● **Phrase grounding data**
- - -

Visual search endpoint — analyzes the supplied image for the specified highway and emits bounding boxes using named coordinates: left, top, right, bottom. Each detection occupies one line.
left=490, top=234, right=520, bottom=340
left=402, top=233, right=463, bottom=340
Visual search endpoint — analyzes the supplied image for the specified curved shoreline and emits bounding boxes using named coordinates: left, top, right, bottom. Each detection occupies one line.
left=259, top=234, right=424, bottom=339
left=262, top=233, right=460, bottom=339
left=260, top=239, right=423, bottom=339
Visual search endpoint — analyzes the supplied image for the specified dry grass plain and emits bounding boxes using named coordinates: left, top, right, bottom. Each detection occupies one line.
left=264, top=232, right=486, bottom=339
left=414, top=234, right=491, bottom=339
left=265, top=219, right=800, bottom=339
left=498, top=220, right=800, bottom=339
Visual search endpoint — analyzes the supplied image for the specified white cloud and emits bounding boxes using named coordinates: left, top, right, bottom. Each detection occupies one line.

- - -

● **Task brief**
All of the data must be set down again exactly.

● **Response to this exercise**
Visual search endpoint — analyzes the supplied image for the specified highway and emits bounding boxes using named coordinates: left, top, right, bottom. Each detection occupies one line.
left=490, top=234, right=520, bottom=340
left=402, top=233, right=463, bottom=340
Visual search endpoint — analyzes the supplied image for the specified curved shoreline and emits bounding boxes using named coordinates: left, top, right, bottom. Each detection occupies one line.
left=259, top=234, right=424, bottom=339
left=262, top=233, right=460, bottom=339
left=260, top=239, right=423, bottom=339
Visual search endpoint — analyzes the supplied image for the specified dry grass plain and emits bounding boxes using named coordinates: left, top, right, bottom. Each detection occupies one line.
left=264, top=232, right=486, bottom=339
left=414, top=234, right=491, bottom=339
left=265, top=219, right=800, bottom=339
left=498, top=220, right=800, bottom=339
Visual search endpoint — analyzes the supplied image for the specified white cloud and emits bounding boxes using named coordinates: left, top, right, bottom. Each detection occupies one line.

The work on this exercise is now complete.